- _EXERCISE REQUIREMENTS_
- 1) In the JENA-1771 issue, under what condition is the ordering problem with OpDistinct said to occur?
- 2) Which distinct Java source files does the stack trace in the JENA-1771 issue name?
- 3) In two sentences, what does the JENA-1771 issue report?

- _DOCUMENT SECTION_
▼
[
https://issues.apache.org/jira/browse/JENA-1771?page=com.atlassian.jira.plugin.system.issuetabpanels:all-tabpanel
]
Shawn Smith updated JENA-1771:
------------------------------
Description:
It looks like Jena assumes that OpDistinct preserves order, but order is not
preserved when spilling occurs. This is only a problem when the
ARQ.spillToDiskThreshold setting has been configured.
Consider the following query:
{code:java}
PREFIX : <http://example.org/>
SELECT DISTINCT *
WHERE
{ ?x :p ?v }
ORDER BY ASC(?v)
{code}
Here's the query plan for this query:
{code:java}
(distinct
(order ((asc ?v))
(bgp (triple ?x <http://example.org/p> ?v))))
{code}
Jena executes the ORDER BY ASC(?v) before the DISTINCT, relying on the SPARQL
requirement:
{quote}The order of Distinct(Ψ) must preserve any ordering given by OrderBy.
{quote}
But, when spilling, QueryIterDistinct (which executes OpDistinct) creates a
DistinctDataBag with a BindingComparator without any sort conditions. As a
result, the DISTINCT operation sorts using "compareBindingsSyntactic()" and
doesn't preserve the ORDER BY ASC(?v) requirement.
Note that some query plans will reorder the ORDER BY and DISTINCT, making
things work correctly. For example, adding a LIMIT clause to the query above
results in a "(top (5 (asc ?v))" operation that doesn't suffer from the bug.
You can reproduce this by injecting the following into QueryTest.java then
running the ARQTestRefEngine tests:
{code:java}
void runTestSelect(Query query, QueryExecution qe)
{
qe.getContext().set(ARQ.spillToDiskThreshold, 4); // add this line
...
{code}
For example, "ARQTestRefEngine -> Algebra optimizations ->
QueryTest.opt-top-05" will fail with:
{code:java}
Query:
PREFIX : <http://example/>
SELECT DISTINCT *
WHERE
{ ?x :p ?v }
ORDER BY ASC(?v)
LIMIT 5
Got: 5 --------------------------------
-------------
| x | v |
=============
| :x1 | 1 |
| :x2 | 2 |
| :x10 | 10 |
| :x11 | 11 |
| :x12 | 12 |
-------------
Expected: 5 -----------------------------
------------
| x | v |
============
| :x1 | 1 |
| :x2 | 2 |
| :x3 | 3 |
| :x3a | 3 |
| :x4 | 4 |
------------
junit.framework.AssertionFailedError: Results do not match
at junit.framework.Assert.fail(Assert.java:57)
at junit.framework.Assert.assertTrue(Assert.java:22)
at junit.framework.TestCase.assertTrue(TestCase.java:192)
at
org.apache.jena.sparql.junit.QueryTest.runTestSelect(QueryTest.java:284)
at
org.apache.jena.sparql.junit.QueryTest.runTestForReal(QueryTest.java:201)
at
org.apache.jena.sparql.junit.EarlTestCase.runTest(EarlTestCase.java:88)
at junit.framework.TestCase.runBare(TestCase.java:141)
at junit.framework.TestResult$1.protect(TestResult.java:122)
▲
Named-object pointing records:
▼
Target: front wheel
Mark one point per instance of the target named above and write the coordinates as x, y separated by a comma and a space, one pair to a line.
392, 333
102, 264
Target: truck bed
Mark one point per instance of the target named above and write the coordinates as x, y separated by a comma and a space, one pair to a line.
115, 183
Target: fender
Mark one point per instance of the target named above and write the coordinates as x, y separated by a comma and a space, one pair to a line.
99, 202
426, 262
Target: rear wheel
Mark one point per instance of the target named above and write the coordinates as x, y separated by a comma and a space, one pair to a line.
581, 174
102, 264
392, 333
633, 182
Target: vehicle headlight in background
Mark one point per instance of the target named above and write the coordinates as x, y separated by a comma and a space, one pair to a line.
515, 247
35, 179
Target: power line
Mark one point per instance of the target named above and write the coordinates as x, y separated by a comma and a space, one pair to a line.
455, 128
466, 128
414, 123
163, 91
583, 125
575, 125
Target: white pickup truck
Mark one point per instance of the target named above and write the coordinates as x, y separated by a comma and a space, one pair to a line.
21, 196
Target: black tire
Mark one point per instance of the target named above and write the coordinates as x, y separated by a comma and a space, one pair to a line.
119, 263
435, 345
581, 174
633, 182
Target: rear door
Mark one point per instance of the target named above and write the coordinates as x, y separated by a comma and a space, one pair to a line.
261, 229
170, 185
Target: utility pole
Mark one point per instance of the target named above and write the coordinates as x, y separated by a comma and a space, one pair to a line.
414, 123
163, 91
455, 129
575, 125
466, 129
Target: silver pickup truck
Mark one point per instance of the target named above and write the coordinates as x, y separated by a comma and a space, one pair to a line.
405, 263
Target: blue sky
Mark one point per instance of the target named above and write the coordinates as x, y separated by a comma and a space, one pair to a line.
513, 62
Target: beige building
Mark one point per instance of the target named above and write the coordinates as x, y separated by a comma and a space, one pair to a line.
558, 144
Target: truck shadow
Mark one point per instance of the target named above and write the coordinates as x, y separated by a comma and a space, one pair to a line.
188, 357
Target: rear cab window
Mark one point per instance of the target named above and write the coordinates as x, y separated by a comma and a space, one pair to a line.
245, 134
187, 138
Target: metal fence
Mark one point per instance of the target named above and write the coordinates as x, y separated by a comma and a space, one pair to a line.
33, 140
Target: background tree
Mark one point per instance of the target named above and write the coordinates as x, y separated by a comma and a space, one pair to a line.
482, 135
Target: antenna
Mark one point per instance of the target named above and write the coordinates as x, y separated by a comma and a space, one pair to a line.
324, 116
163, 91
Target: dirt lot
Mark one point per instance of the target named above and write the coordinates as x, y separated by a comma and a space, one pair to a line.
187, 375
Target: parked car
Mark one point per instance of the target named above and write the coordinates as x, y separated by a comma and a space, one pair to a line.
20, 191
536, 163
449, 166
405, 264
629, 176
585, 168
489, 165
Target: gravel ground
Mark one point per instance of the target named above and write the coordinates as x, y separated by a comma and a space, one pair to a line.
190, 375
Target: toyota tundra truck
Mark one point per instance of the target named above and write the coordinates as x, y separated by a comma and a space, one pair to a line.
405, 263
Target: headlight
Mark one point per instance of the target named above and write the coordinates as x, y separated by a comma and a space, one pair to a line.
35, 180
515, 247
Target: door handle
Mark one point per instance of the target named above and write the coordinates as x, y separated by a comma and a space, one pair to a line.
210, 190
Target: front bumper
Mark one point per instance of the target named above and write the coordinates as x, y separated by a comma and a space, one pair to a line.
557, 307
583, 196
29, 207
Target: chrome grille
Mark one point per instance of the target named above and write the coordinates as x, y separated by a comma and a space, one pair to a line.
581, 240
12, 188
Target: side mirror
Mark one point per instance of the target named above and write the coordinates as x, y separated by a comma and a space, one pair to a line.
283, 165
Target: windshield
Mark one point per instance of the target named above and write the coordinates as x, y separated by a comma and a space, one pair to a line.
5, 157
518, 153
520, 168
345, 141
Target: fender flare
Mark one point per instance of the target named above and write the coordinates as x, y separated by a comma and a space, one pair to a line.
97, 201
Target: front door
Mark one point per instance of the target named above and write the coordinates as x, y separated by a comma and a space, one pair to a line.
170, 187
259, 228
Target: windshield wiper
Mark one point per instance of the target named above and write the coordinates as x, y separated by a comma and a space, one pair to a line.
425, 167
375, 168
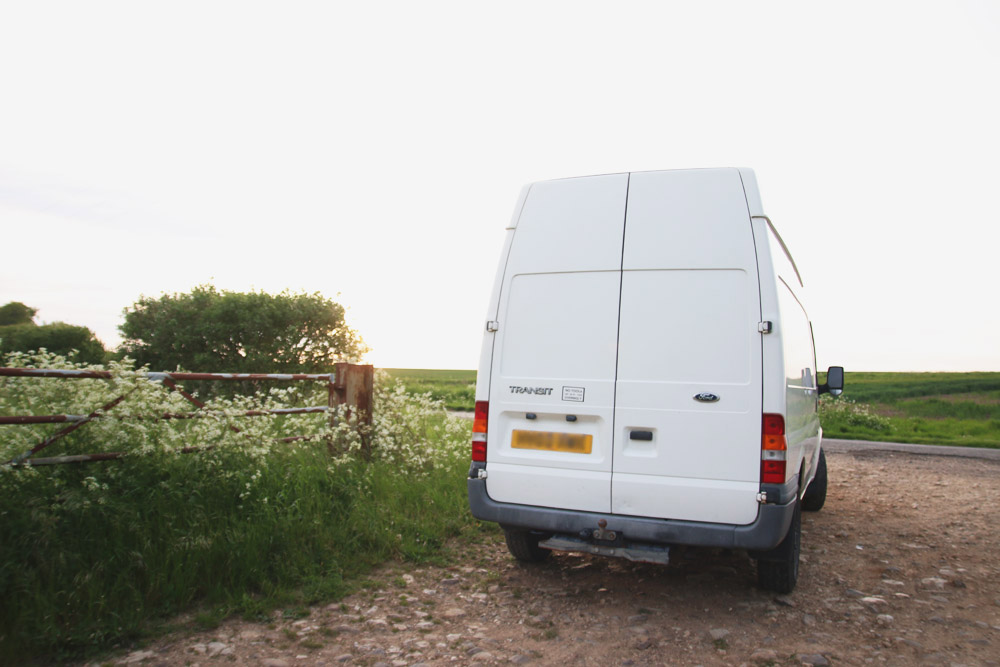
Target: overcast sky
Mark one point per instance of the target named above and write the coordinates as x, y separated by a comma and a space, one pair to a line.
373, 151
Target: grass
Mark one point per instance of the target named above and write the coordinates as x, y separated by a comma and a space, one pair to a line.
105, 554
922, 408
456, 388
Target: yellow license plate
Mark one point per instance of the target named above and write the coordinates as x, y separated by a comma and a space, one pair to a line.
576, 443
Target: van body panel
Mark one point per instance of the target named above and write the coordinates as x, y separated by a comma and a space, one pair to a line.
710, 500
553, 363
690, 307
536, 485
486, 350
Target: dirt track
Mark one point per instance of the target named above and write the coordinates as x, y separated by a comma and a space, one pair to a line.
902, 566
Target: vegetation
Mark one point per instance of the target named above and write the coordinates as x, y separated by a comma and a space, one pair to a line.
457, 389
93, 555
923, 408
244, 332
19, 333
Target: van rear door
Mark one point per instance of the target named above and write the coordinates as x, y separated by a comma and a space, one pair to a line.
690, 308
553, 368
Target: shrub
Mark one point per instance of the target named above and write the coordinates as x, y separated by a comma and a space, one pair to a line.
90, 553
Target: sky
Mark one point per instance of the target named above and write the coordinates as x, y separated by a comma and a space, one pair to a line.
374, 151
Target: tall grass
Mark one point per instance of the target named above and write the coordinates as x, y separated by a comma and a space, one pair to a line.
96, 554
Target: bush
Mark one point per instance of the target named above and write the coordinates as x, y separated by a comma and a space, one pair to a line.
59, 338
91, 554
243, 332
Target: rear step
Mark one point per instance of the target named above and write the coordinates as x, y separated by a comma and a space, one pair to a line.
646, 553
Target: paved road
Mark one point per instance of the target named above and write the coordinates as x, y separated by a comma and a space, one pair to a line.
834, 445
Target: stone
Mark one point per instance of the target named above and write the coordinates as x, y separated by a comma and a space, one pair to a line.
215, 648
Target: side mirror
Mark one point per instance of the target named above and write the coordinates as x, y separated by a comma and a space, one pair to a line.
834, 381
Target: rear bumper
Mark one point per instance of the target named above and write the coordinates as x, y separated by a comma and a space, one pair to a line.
765, 533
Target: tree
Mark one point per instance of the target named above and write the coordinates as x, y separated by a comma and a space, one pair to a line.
16, 312
243, 332
58, 337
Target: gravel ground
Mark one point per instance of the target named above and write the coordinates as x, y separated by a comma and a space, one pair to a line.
902, 566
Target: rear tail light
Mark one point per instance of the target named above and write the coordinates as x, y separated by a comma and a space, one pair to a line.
773, 449
479, 431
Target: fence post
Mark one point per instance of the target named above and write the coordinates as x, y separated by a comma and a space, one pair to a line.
353, 386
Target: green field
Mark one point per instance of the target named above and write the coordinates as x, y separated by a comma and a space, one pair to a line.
924, 408
456, 388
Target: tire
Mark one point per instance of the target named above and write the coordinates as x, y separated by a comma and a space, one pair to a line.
778, 569
815, 496
524, 546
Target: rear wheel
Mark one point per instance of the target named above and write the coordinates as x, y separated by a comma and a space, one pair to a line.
▲
- _SOLUTIONS TO EACH TASK_
- 1) Only when the ARQ.spillToDiskThreshold setting has been configured.

- 2) Assert.java, TestCase.java, QueryTest.java, EarlTestCase.java, TestResult.java

- 3) Jena assumes OpDistinct preserves order, but when spilling occurs under a configured ARQ.spillToDiskThreshold, QueryIterDistinct creates a DistinctDataBag with a BindingComparator that has no sort conditions, so DISTINCT sorts with compareBindingsSyntactic() and does not preserve the ORDER BY ordering. The bug can be reproduced by setting the spill threshold to 4 in QueryTest.java and running the ARQTestRefEngine tests, where a test such as opt-top-05 fails because the results do not match.